§ **Challenge**: List every percentage figure that appears in the tax law excerpt below, with a brief note on what each one refers to.

§ **Document excerpt**:
>> start

The amount of gain eligible for exclusion is generally limited to the greater of (i) $10 million (reduced by the amount of gain eligible for exclusion in prior taxable years) or (ii) ten times the taxpayer’s tax basis in the QSB stock, but is subject to limits computed on a per-issuer basis.  The remainder of the gain above the applicable threshold amounts is usually capital gain, taxable at a maximum rate of 28 percent.  In addition, the PATH Act provides that, for dispositions of QSB stock that are eligible for the 100% capital gain exclusion, no portion of the excluded gain is treated as a preference item for purposes of the alternative minimum tax (“AMT”). 
 
Reduction in S Corporation Recognition Period for Built-in Gains Tax
The PATH Act permanently reduced the period for which S corporations could be subject to the built-in gain tax under Code section 1374.  Unlike C corporations, S corporations generally pay no corporate-level tax; instead, items of income and loss of an S corporation pass through to its shareholders.  However, if an S corporation that was previously taxed as a C corporation has built-in gains attributable to the period during which it was a C corporation, it is subject to a corporate-level tax (generally at a rate of 35%) when it recognizes the built-in gains within a certain period of time following its conversion to an S corporation.

>> end

§ **Data entries**:
>> start

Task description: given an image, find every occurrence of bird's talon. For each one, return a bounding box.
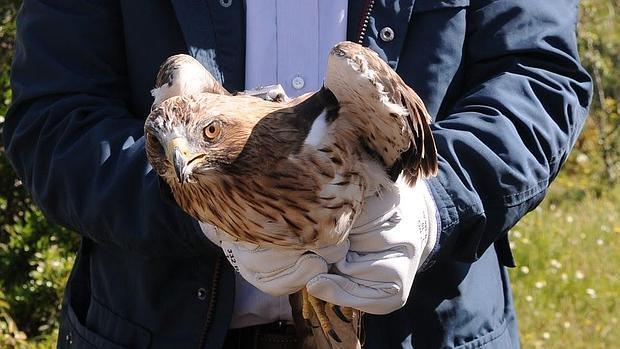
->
[332,305,352,323]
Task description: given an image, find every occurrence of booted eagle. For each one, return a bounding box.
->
[144,42,437,345]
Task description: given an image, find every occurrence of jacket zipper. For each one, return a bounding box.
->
[198,256,222,349]
[357,0,375,45]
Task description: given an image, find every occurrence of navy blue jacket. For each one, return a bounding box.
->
[4,0,592,348]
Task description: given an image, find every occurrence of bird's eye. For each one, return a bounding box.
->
[203,121,222,141]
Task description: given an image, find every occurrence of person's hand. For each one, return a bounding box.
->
[200,222,349,296]
[307,178,437,314]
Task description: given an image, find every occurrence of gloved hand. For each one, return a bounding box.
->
[200,222,349,296]
[307,178,438,314]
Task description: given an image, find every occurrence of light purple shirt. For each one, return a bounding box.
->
[231,0,347,328]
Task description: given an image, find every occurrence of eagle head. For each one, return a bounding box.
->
[144,93,272,184]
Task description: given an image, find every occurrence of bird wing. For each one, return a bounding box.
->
[151,54,230,108]
[325,41,437,183]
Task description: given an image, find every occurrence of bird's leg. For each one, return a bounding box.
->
[302,288,342,343]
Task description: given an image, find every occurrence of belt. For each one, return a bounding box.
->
[223,321,301,349]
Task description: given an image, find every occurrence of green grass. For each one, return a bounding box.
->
[0,174,620,349]
[510,181,620,348]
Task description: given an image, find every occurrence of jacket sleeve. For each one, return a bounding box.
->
[429,0,592,265]
[4,0,216,256]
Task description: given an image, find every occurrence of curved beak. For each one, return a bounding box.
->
[168,138,202,184]
[172,148,191,183]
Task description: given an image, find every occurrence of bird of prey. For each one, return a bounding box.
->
[144,42,437,348]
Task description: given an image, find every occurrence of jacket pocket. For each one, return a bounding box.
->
[58,303,128,349]
[57,239,151,349]
[413,0,470,12]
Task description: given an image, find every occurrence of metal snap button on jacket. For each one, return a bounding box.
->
[196,287,207,301]
[379,27,394,42]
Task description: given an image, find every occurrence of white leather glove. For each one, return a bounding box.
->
[200,222,349,296]
[307,178,438,314]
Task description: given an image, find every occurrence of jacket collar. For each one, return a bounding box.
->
[171,0,415,91]
[347,0,415,69]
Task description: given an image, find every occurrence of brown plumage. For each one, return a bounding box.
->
[145,42,437,348]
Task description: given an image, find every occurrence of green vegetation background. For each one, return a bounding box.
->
[0,0,620,348]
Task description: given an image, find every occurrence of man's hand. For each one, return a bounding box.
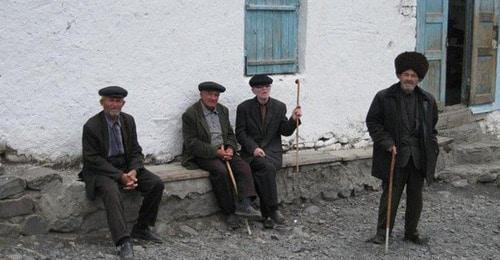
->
[292,106,302,121]
[253,147,266,157]
[120,170,137,190]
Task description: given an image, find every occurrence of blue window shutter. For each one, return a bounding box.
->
[245,0,299,75]
[417,0,448,103]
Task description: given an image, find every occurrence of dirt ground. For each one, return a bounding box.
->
[0,183,500,259]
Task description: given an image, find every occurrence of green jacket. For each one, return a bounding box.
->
[182,100,236,169]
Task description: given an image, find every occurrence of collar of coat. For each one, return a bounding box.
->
[387,82,430,101]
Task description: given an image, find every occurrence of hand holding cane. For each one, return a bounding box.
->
[385,146,396,254]
[221,145,252,236]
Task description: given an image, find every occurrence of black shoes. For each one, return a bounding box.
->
[117,240,134,260]
[225,214,240,230]
[403,233,429,246]
[130,225,163,244]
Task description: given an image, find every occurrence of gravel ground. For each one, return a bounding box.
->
[0,184,500,259]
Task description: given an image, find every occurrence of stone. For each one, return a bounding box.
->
[477,173,497,183]
[19,167,62,191]
[22,215,49,236]
[321,191,339,201]
[179,225,198,236]
[451,179,469,188]
[304,205,320,215]
[0,223,20,237]
[0,196,35,218]
[0,176,26,199]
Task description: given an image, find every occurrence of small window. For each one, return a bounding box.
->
[245,0,299,75]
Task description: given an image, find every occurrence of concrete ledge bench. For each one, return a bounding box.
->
[0,138,453,235]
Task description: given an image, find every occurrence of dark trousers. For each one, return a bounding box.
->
[250,157,278,217]
[195,158,257,215]
[95,169,164,244]
[377,160,424,235]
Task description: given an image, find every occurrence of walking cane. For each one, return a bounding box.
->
[295,79,300,174]
[221,146,252,236]
[385,149,396,254]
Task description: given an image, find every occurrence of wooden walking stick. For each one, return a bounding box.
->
[385,149,396,254]
[295,79,300,174]
[221,145,252,236]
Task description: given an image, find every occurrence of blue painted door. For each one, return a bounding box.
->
[245,0,299,75]
[417,0,448,104]
[470,0,498,105]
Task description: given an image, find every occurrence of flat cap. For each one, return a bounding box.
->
[394,51,429,80]
[248,74,273,87]
[99,86,128,98]
[198,81,226,92]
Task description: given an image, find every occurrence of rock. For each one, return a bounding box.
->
[0,196,35,218]
[451,179,469,188]
[19,167,62,190]
[21,215,49,236]
[304,205,320,215]
[0,223,20,237]
[0,176,26,199]
[179,225,198,236]
[321,191,339,201]
[477,173,497,183]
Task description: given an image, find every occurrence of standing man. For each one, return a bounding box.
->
[366,52,439,244]
[236,75,302,228]
[182,81,260,229]
[79,86,164,259]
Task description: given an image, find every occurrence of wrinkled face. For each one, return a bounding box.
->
[398,69,420,93]
[252,84,271,101]
[101,97,125,117]
[200,90,220,109]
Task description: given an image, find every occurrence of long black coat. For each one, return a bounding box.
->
[236,97,296,167]
[78,111,144,200]
[366,83,439,183]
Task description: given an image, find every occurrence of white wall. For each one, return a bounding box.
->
[0,0,416,160]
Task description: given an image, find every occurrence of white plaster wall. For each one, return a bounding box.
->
[0,0,415,160]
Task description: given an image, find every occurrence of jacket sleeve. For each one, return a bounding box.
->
[280,107,302,136]
[366,93,395,151]
[182,111,218,159]
[128,117,144,170]
[82,125,122,181]
[236,105,259,154]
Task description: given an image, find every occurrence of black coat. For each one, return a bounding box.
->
[236,97,296,167]
[366,83,439,183]
[78,111,144,200]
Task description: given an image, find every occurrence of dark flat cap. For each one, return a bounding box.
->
[394,51,429,80]
[198,81,226,92]
[248,74,273,87]
[99,86,128,98]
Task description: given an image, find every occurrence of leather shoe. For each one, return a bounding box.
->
[225,214,240,230]
[271,210,285,225]
[403,233,429,246]
[130,225,163,244]
[117,241,134,260]
[366,234,385,245]
[262,217,274,229]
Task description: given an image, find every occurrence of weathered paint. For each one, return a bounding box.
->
[0,0,416,160]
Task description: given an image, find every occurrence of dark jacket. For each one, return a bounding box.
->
[236,97,297,167]
[182,100,237,169]
[366,83,439,183]
[78,111,144,200]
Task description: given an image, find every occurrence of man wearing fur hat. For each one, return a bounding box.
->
[236,74,302,228]
[366,52,439,244]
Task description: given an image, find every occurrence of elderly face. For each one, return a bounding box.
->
[101,97,125,117]
[200,90,220,109]
[398,69,420,93]
[252,84,271,101]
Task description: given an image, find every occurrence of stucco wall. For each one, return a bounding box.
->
[0,0,416,160]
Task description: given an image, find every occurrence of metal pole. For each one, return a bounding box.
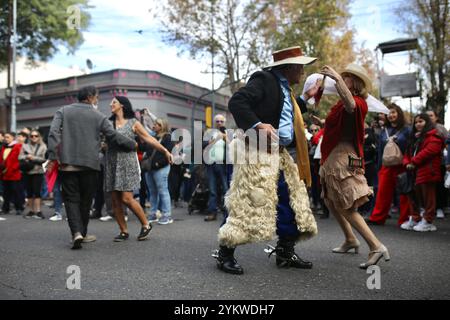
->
[11,0,17,132]
[211,1,216,123]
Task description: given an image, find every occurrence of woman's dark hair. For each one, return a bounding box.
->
[408,112,434,153]
[17,132,28,139]
[78,86,98,102]
[386,103,406,130]
[115,96,136,119]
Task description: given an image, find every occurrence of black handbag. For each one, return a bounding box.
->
[19,144,41,173]
[396,171,415,194]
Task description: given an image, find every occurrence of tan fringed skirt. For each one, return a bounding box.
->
[319,142,373,212]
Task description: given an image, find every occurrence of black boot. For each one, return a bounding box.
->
[213,246,244,274]
[275,238,312,269]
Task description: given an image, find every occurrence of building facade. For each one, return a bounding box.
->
[0,69,234,135]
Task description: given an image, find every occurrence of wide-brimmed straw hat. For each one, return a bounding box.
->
[342,63,372,91]
[263,46,317,69]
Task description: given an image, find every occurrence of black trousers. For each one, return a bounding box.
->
[2,180,25,213]
[169,165,184,201]
[60,170,99,237]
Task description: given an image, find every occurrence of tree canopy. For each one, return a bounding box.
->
[0,0,90,69]
[155,0,374,119]
[398,0,450,120]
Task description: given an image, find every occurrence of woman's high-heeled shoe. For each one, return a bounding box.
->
[359,245,391,269]
[333,240,360,254]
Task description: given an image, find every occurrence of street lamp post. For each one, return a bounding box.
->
[10,0,17,132]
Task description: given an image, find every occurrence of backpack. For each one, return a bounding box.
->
[383,128,403,167]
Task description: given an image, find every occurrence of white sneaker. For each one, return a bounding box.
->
[99,216,114,222]
[413,219,437,232]
[400,217,417,231]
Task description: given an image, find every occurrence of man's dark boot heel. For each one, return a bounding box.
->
[275,239,313,269]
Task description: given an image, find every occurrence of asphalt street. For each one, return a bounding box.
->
[0,208,450,300]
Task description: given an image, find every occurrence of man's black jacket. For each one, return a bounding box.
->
[228,71,307,131]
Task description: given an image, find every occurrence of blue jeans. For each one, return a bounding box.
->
[145,165,172,218]
[277,171,300,237]
[207,163,228,213]
[53,176,62,214]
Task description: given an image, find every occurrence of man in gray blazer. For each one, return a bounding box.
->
[47,86,137,249]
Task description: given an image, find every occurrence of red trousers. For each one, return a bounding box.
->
[370,165,411,225]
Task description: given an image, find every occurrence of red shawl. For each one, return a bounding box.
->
[321,96,368,164]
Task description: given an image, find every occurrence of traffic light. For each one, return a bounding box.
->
[205,106,212,128]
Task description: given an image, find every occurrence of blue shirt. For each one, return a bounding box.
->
[252,72,305,146]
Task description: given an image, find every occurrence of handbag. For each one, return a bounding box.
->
[396,172,415,194]
[383,128,403,167]
[141,138,162,172]
[444,171,450,189]
[19,144,41,173]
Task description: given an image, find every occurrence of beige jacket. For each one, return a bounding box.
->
[19,143,47,174]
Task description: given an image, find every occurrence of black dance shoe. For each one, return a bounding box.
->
[212,246,244,274]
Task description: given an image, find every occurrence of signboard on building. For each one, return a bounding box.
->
[381,73,420,98]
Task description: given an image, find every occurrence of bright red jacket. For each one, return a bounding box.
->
[403,129,445,185]
[0,143,22,181]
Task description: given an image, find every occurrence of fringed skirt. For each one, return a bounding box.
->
[319,142,373,212]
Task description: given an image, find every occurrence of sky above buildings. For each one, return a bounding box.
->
[40,0,442,120]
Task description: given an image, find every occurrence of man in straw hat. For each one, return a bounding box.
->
[213,47,319,274]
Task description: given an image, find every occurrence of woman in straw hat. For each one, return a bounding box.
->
[320,64,390,269]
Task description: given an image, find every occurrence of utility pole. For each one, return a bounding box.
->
[6,0,13,89]
[11,0,17,132]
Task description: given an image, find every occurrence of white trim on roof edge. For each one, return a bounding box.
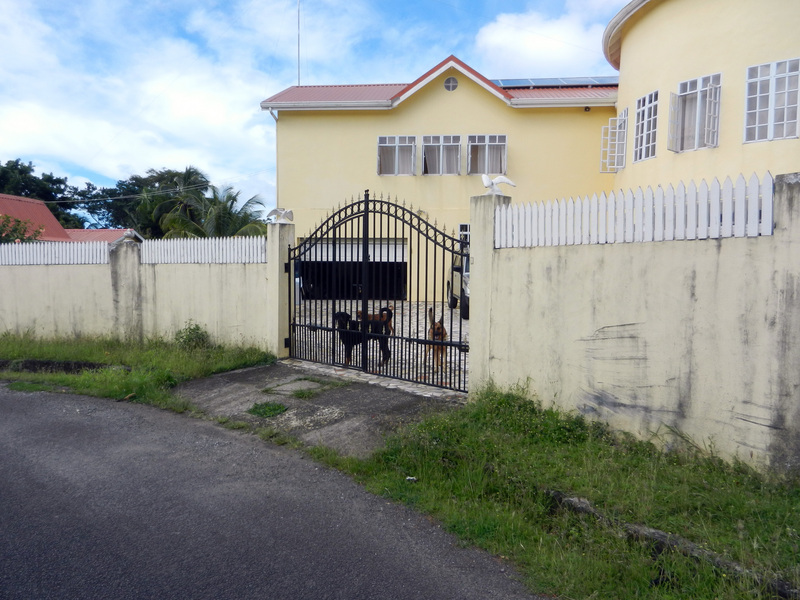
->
[603,0,653,71]
[508,94,617,108]
[261,100,394,111]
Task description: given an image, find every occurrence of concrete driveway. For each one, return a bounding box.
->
[0,384,544,600]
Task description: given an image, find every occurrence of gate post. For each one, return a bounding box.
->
[469,194,511,390]
[268,223,295,358]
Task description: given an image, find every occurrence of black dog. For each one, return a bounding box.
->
[333,309,392,367]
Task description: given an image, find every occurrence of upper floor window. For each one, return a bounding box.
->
[422,135,461,175]
[467,135,506,175]
[744,58,800,142]
[600,108,628,173]
[378,135,417,175]
[667,73,720,152]
[633,91,658,162]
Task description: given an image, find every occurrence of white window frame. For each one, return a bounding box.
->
[422,135,461,175]
[743,58,800,143]
[600,108,628,173]
[467,134,508,175]
[378,135,417,175]
[667,73,722,152]
[633,90,658,162]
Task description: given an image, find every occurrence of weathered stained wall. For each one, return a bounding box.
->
[0,225,294,356]
[470,174,800,469]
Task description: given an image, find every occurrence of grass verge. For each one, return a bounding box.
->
[311,389,800,600]
[0,333,275,412]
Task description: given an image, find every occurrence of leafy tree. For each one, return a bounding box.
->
[0,215,44,244]
[161,186,267,238]
[0,159,85,229]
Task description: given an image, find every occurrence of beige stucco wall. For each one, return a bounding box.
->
[0,224,294,357]
[614,0,800,189]
[277,69,614,236]
[0,265,114,337]
[470,174,800,468]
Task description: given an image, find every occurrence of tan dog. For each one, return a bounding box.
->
[356,304,394,335]
[425,307,447,372]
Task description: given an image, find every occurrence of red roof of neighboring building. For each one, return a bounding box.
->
[0,194,142,243]
[66,229,141,244]
[261,56,617,110]
[0,194,71,242]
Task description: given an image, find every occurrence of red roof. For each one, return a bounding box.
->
[261,56,617,110]
[66,229,141,244]
[0,194,142,243]
[0,194,71,242]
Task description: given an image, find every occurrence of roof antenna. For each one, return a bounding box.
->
[297,0,300,87]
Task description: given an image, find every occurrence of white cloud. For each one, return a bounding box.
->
[0,0,625,216]
[475,0,625,78]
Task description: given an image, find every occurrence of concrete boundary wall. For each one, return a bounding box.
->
[0,224,294,356]
[470,174,800,470]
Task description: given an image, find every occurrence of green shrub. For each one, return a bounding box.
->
[175,319,211,350]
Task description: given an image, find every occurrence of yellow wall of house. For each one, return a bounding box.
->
[615,0,800,189]
[277,69,614,236]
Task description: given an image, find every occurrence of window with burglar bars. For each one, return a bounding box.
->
[667,73,720,152]
[600,108,628,173]
[467,135,506,175]
[378,135,417,175]
[744,58,800,142]
[633,91,658,162]
[422,135,461,175]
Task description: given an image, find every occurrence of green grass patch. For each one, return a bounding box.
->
[247,402,287,419]
[324,389,800,599]
[0,333,275,412]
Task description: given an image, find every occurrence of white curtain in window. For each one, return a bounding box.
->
[442,146,461,175]
[397,146,414,175]
[422,146,442,175]
[469,144,486,175]
[378,146,395,175]
[487,145,505,173]
[680,92,697,150]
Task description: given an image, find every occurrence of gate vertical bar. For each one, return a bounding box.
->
[360,190,371,371]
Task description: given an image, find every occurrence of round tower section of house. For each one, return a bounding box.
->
[603,0,800,189]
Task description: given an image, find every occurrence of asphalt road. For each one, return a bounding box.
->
[0,384,533,600]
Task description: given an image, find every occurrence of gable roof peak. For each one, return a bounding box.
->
[392,54,511,105]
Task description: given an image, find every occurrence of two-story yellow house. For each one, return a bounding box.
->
[261,0,800,235]
[261,56,617,236]
[603,0,800,190]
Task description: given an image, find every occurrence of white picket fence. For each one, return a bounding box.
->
[0,242,108,265]
[494,173,773,248]
[0,236,267,265]
[142,236,267,264]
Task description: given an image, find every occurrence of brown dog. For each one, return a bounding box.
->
[425,307,447,372]
[356,304,394,335]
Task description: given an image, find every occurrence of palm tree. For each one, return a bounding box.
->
[153,166,210,231]
[161,186,267,238]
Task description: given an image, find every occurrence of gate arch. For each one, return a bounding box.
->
[287,190,469,391]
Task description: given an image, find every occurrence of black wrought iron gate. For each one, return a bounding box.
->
[287,190,469,391]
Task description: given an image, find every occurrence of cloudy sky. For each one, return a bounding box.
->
[0,0,628,213]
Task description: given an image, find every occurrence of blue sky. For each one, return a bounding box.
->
[0,0,628,213]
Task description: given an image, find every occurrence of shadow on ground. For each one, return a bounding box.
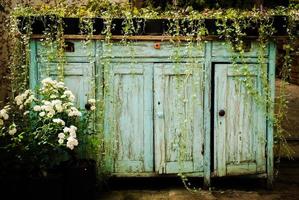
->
[98,161,299,200]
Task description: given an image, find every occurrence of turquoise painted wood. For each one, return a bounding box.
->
[214,64,267,176]
[37,63,95,109]
[105,63,154,173]
[154,63,204,174]
[30,40,276,186]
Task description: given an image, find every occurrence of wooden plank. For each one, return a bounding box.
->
[154,63,204,173]
[214,64,228,176]
[267,42,276,188]
[226,162,256,176]
[111,172,203,178]
[105,63,153,173]
[36,63,95,109]
[29,40,38,90]
[214,64,266,176]
[202,42,215,188]
[37,38,95,58]
[154,64,166,174]
[103,41,203,57]
[31,34,288,41]
[212,41,268,58]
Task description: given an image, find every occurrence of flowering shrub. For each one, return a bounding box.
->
[0,78,95,174]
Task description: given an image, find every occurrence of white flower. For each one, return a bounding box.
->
[33,106,42,112]
[68,107,81,117]
[70,125,77,131]
[53,119,65,126]
[0,108,9,120]
[50,94,57,99]
[15,95,24,106]
[39,112,46,117]
[24,95,35,105]
[58,139,64,144]
[69,125,77,138]
[52,100,63,113]
[42,78,54,85]
[66,137,78,150]
[63,127,70,133]
[55,104,63,113]
[88,99,96,104]
[58,133,65,139]
[63,90,75,101]
[90,106,96,110]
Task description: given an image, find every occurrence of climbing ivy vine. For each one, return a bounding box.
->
[5,0,299,190]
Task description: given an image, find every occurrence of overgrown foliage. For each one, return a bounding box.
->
[4,0,299,189]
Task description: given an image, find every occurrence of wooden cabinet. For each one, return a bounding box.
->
[214,64,267,176]
[30,40,275,185]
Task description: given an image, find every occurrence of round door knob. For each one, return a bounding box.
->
[85,103,91,110]
[157,112,164,118]
[219,110,225,117]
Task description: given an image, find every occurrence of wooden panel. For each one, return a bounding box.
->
[37,40,95,57]
[214,64,266,176]
[267,42,276,188]
[154,63,204,173]
[38,63,95,109]
[212,41,268,58]
[103,42,204,58]
[105,63,153,173]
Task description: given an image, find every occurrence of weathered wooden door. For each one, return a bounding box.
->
[214,64,266,176]
[154,63,204,173]
[104,63,154,174]
[38,63,95,109]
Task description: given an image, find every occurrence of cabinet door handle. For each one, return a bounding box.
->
[157,112,164,118]
[85,103,91,110]
[218,110,225,117]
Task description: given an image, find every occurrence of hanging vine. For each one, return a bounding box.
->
[4,0,298,191]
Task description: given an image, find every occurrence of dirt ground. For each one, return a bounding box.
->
[97,161,299,200]
[98,80,299,200]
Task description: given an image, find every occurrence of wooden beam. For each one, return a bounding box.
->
[31,34,288,41]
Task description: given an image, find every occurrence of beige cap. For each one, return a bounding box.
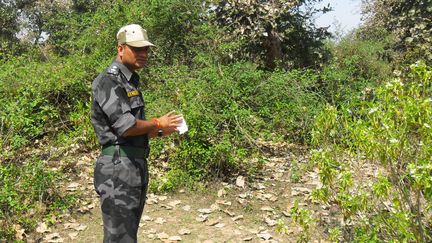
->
[117,24,155,47]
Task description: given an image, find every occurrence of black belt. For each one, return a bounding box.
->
[102,144,149,158]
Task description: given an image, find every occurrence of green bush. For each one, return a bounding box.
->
[0,158,74,241]
[313,63,432,242]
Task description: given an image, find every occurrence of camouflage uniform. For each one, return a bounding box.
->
[91,61,149,242]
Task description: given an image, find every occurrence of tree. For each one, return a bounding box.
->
[214,0,330,69]
[359,0,432,64]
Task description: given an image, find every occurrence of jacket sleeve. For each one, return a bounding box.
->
[93,76,136,136]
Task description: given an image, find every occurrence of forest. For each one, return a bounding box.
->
[0,0,432,242]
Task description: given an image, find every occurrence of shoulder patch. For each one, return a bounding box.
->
[128,90,139,97]
[107,66,119,75]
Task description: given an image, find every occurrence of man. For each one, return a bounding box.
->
[91,24,182,243]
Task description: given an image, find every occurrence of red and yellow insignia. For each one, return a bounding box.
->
[128,90,139,97]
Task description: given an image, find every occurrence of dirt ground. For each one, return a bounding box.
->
[38,141,328,243]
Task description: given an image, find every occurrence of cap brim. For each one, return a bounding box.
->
[126,41,155,47]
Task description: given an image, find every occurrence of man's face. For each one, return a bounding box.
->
[118,45,150,71]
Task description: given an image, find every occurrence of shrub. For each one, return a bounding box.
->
[313,63,432,242]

>> end

§ **Answer to the task**:
- 28 percent: the maximum rate at which the remaining capital gain above the applicable threshold amounts is taxed
- 100%: the capital gain exclusion for which certain dispositions of QSB stock are eligible
- 35%: the general rate of the corporate-level tax on built-in gains of an S corporation